- What the exercise asks
Could you copy the material word for word, from the line containing "212, row 89." up to and including the line containing "column 116, row 199", leaving out the pictures?

*** Provided records

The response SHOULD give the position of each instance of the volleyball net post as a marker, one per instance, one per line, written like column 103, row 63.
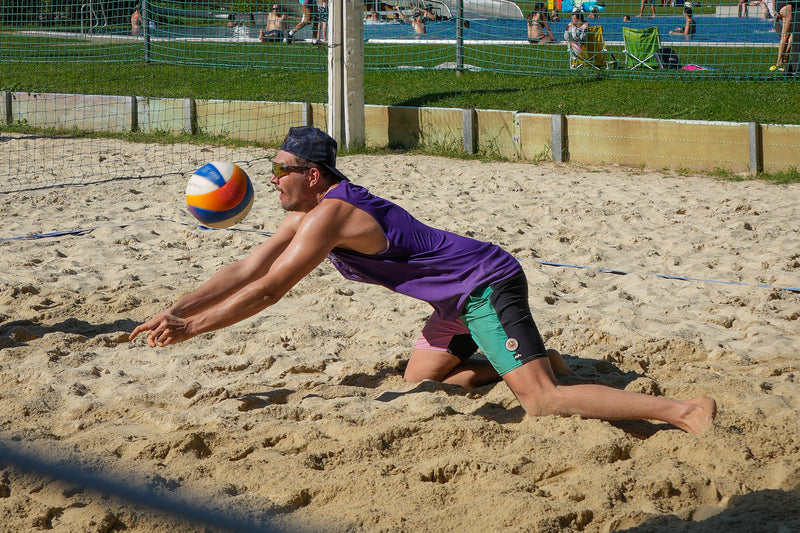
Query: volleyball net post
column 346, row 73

******
*** Provided records

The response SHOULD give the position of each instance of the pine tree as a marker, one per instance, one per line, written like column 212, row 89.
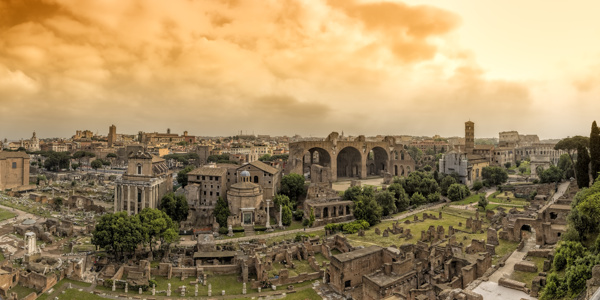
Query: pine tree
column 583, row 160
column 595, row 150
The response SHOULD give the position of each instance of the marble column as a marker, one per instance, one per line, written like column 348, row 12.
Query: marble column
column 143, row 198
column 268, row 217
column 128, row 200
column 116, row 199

******
*** Provided records

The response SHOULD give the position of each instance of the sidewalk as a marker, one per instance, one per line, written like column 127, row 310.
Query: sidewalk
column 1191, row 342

******

- Exercise solution
The response SHOULD give the position of each instance of the pine tree as a marker, one per instance, one per line, written like column 212, row 89.
Query: pine tree
column 583, row 160
column 595, row 150
The response SHOULD give the position of each instance of the marble column as a marker, one per instance, one per line, written like column 348, row 12.
Query: marble column
column 143, row 198
column 268, row 217
column 128, row 200
column 116, row 199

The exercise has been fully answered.